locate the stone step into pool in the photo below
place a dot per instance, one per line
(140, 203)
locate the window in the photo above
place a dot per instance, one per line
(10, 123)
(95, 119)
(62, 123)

_ _ _ _ _

### [WHAT IS REQUIRED]
Rewrite all the items above, replacing "dot" with "marker" wherever it appears and leaving everything else unchanged.

### [REPLY]
locate the stone step into pool in the photo below
place a marker per instance, one per line
(140, 203)
locate the window in the photo above
place a marker per instance, one per line
(10, 123)
(95, 119)
(62, 123)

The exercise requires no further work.